▸ **Task to carry out**: Update every line of the listing below by swapping "marker" for "pin" and leaving all other wording unchanged. Omit the pictures from your answer.

------------------------------------------------

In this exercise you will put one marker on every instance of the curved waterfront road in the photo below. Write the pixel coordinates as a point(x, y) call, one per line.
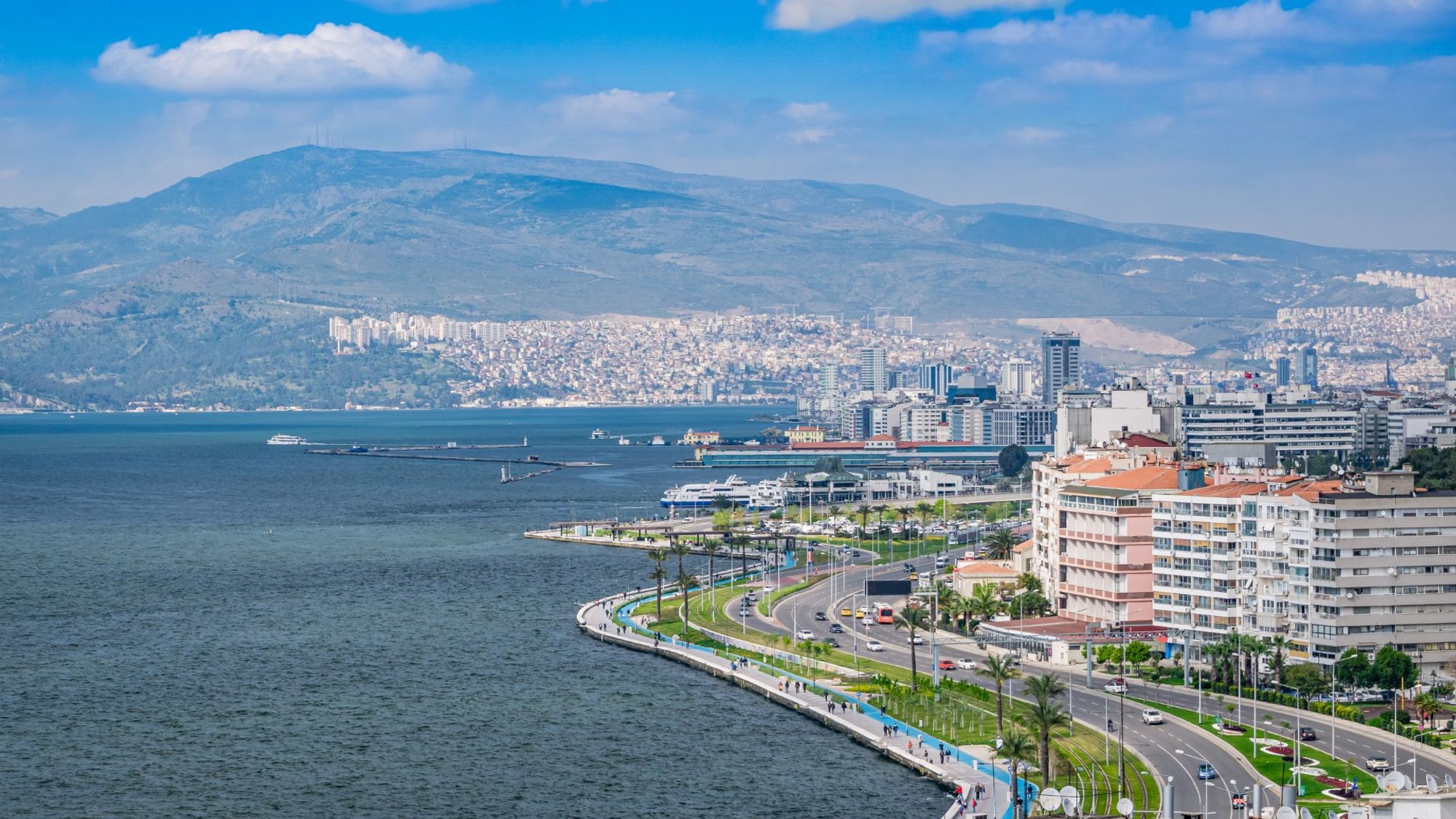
point(1157, 745)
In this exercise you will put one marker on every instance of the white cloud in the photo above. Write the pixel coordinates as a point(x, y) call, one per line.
point(820, 15)
point(1084, 31)
point(620, 110)
point(1094, 72)
point(1250, 21)
point(328, 59)
point(1033, 136)
point(809, 111)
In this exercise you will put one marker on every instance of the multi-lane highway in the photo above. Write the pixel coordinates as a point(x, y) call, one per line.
point(1174, 748)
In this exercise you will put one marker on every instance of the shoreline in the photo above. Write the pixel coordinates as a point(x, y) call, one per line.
point(950, 775)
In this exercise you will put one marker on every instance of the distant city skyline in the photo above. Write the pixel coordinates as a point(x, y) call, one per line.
point(1332, 122)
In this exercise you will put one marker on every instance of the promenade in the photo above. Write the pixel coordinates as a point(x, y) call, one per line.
point(866, 724)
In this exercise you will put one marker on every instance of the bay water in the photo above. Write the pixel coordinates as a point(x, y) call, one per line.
point(197, 624)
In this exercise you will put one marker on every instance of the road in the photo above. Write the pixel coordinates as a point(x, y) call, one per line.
point(1158, 745)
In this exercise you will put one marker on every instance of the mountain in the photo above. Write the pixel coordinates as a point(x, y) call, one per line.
point(280, 240)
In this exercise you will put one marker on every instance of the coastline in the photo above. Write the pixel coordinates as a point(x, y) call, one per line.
point(861, 724)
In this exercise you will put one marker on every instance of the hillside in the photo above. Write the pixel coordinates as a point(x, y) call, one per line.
point(490, 235)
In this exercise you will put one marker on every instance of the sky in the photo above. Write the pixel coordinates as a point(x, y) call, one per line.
point(1332, 122)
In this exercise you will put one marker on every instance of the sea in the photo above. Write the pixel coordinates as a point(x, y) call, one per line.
point(197, 624)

------------------------------------------------

▸ **Exercise response**:
In this exercise you will put one pin on every instance of the curved waterfront road in the photo below. Write the pixel coordinates as a point(x, y) call, one per line.
point(1157, 745)
In this exercise you will put one pin on every instance of the white cloud in the photo above. Write the pixel coordinates as a point(x, y) call, one per line.
point(820, 15)
point(1084, 31)
point(620, 110)
point(1094, 72)
point(1250, 21)
point(328, 59)
point(1033, 136)
point(809, 111)
In this exercise you will put one pin on every instance of the multi-lane highway in the photo above. Write the pixel coordinates as a point(x, y) call, one per line.
point(1174, 748)
In this exercise you will put one pin on every instance of the shoreline in the photo above. Write the pixel coordinates as a point(x, y) call, one per line.
point(950, 775)
In this exercise you will put one pin on every instance of the distant city skyline in the photo above. Write the pixel coordinates as a point(x, y) call, one per line.
point(1332, 122)
In this exercise you will put one pin on every instance of the promenade in the photo above. Write the pixel coordinates as a point(x, y) call, one per line.
point(866, 724)
In this exercise you will put one pin on every instance of the bay water in the photo above. Write the pixel coordinates as a point(x, y) call, one per line.
point(197, 624)
In this exercise you will put one pin on every instance of the road in the photo above. Write the pixel coordinates as a point(x, y) call, one per line.
point(1158, 745)
In this exercise you will put one pin on every instance of the mountain in the photo above. Write the pixel coordinates as a point(x, y) call, one per line.
point(280, 240)
In this exercise you will put one pin on every instance of the coastline in the photo above. Write the pixel coordinates as a point(x, y) call, one per line.
point(861, 724)
In this exercise you will put one pin on every instance of the hillside in the photo above. Write the pixel coordinates as a point(x, y) call, one per line.
point(490, 235)
In this exercise you will put one pin on every instance of the sky in the photo above. Write the pixel coordinates as a point(x, y) call, one per line.
point(1332, 122)
In this exercise you will put one pin on every instance of the sea in the photo above. Write the pixel coordinates as a point(x, y) call, one per line.
point(197, 624)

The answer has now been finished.